■ Short task
Reproduce the records between the line holding "Mark every instance of the nissan" and the line holding "<point>118,109</point>", inclusive, requests included, and add 61 to every coordinate in the answer points.

***

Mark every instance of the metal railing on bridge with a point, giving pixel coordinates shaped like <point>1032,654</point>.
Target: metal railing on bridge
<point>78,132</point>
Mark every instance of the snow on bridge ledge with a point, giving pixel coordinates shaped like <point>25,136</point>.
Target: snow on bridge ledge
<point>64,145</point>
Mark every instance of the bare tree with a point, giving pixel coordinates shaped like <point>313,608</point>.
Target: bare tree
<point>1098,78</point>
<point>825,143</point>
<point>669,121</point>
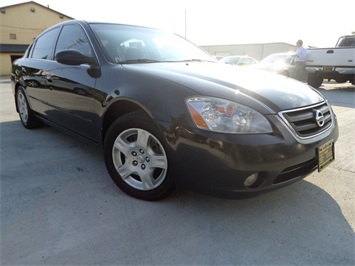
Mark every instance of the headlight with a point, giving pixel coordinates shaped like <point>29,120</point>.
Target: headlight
<point>225,116</point>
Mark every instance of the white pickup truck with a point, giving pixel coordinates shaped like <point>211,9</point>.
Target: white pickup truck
<point>336,63</point>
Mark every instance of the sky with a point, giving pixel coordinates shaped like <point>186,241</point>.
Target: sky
<point>209,22</point>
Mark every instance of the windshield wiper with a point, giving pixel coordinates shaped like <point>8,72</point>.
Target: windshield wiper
<point>197,60</point>
<point>142,60</point>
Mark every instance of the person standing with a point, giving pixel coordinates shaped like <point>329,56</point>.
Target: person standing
<point>300,61</point>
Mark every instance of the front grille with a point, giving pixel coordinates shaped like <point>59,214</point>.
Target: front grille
<point>303,121</point>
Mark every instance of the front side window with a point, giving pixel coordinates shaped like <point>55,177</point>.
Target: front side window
<point>43,48</point>
<point>130,44</point>
<point>72,37</point>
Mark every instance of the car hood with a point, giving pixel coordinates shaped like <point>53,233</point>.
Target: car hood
<point>210,79</point>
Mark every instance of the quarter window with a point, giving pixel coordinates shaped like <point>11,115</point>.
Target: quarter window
<point>74,38</point>
<point>44,45</point>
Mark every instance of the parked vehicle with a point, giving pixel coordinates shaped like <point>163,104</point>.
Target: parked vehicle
<point>238,60</point>
<point>166,113</point>
<point>336,63</point>
<point>280,63</point>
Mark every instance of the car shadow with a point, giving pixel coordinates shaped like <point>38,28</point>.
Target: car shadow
<point>59,203</point>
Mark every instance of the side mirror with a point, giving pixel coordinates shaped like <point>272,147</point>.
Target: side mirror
<point>74,58</point>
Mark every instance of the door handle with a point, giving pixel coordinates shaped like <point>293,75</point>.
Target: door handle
<point>49,78</point>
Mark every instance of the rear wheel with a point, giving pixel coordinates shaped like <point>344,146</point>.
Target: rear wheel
<point>27,117</point>
<point>136,158</point>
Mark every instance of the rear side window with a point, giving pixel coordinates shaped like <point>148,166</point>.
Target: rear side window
<point>73,37</point>
<point>43,48</point>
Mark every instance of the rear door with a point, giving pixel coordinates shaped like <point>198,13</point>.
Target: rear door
<point>34,67</point>
<point>72,87</point>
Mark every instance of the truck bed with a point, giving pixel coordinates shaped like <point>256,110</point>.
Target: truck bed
<point>332,57</point>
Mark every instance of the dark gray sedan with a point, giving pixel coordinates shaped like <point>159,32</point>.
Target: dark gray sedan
<point>167,114</point>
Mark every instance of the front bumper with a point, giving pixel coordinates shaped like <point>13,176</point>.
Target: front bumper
<point>218,164</point>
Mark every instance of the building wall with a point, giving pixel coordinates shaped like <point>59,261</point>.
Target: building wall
<point>19,26</point>
<point>258,51</point>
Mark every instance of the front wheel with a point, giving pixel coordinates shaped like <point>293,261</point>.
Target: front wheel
<point>136,158</point>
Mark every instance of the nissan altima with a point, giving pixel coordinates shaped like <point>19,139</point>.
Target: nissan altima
<point>168,115</point>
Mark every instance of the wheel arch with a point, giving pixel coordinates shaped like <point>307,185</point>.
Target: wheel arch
<point>118,109</point>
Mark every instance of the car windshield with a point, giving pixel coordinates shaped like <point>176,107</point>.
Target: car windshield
<point>233,60</point>
<point>132,44</point>
<point>277,59</point>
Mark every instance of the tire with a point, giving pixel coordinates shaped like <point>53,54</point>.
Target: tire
<point>314,80</point>
<point>137,159</point>
<point>27,117</point>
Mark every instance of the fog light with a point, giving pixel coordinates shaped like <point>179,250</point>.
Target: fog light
<point>251,180</point>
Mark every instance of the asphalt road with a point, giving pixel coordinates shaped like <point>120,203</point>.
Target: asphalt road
<point>60,207</point>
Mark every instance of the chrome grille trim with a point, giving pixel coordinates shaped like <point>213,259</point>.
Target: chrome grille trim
<point>302,121</point>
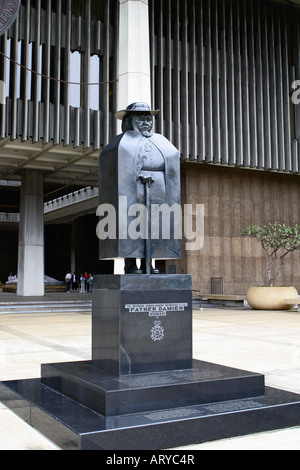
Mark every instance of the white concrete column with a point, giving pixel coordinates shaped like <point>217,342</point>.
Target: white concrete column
<point>134,53</point>
<point>31,235</point>
<point>134,72</point>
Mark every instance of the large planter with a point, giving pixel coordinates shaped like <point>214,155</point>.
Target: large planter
<point>272,298</point>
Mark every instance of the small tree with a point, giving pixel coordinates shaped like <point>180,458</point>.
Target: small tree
<point>277,241</point>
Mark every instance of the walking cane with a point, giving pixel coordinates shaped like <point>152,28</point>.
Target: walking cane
<point>147,181</point>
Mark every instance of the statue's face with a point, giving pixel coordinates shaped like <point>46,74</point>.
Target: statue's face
<point>143,123</point>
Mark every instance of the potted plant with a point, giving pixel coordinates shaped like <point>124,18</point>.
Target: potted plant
<point>277,241</point>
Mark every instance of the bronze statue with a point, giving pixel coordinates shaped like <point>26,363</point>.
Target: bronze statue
<point>144,167</point>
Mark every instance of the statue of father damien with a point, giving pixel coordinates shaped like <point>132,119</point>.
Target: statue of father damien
<point>139,167</point>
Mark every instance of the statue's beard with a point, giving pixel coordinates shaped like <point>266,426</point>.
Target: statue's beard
<point>146,131</point>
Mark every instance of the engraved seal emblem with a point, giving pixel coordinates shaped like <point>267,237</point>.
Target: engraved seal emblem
<point>157,332</point>
<point>8,13</point>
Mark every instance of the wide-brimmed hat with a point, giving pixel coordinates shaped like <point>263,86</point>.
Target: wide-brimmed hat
<point>136,108</point>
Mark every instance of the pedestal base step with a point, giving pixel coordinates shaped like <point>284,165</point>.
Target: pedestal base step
<point>73,426</point>
<point>111,394</point>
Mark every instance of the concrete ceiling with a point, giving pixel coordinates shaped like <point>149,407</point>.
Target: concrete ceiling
<point>61,165</point>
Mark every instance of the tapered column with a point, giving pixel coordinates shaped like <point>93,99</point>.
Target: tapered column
<point>134,53</point>
<point>31,235</point>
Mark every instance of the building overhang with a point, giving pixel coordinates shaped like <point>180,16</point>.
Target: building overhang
<point>60,164</point>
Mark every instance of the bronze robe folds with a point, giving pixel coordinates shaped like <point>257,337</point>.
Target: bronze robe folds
<point>122,161</point>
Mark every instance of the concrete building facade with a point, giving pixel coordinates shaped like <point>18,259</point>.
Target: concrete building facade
<point>224,75</point>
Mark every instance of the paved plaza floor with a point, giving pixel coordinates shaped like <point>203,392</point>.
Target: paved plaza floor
<point>267,342</point>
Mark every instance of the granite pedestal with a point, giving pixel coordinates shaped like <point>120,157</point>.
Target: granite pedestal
<point>141,389</point>
<point>142,323</point>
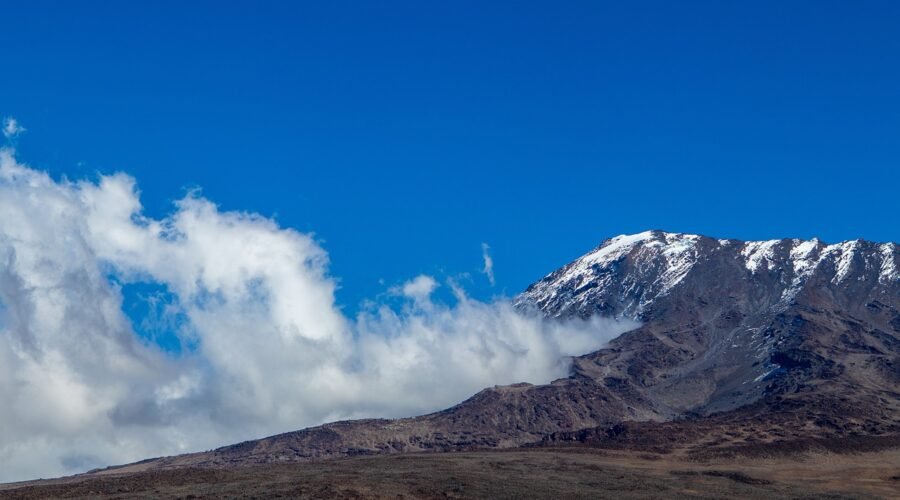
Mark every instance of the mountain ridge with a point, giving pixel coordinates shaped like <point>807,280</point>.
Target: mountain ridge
<point>787,339</point>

***

■ Written response
Mark every instance of the nissan altima with a point, giving pixel coordinates shaped like <point>19,139</point>.
Target: nissan altima
<point>229,176</point>
Mark every instance of the wheel arch with a point, giving pixel coordinates shaped like <point>307,185</point>.
Target: wheel arch
<point>179,170</point>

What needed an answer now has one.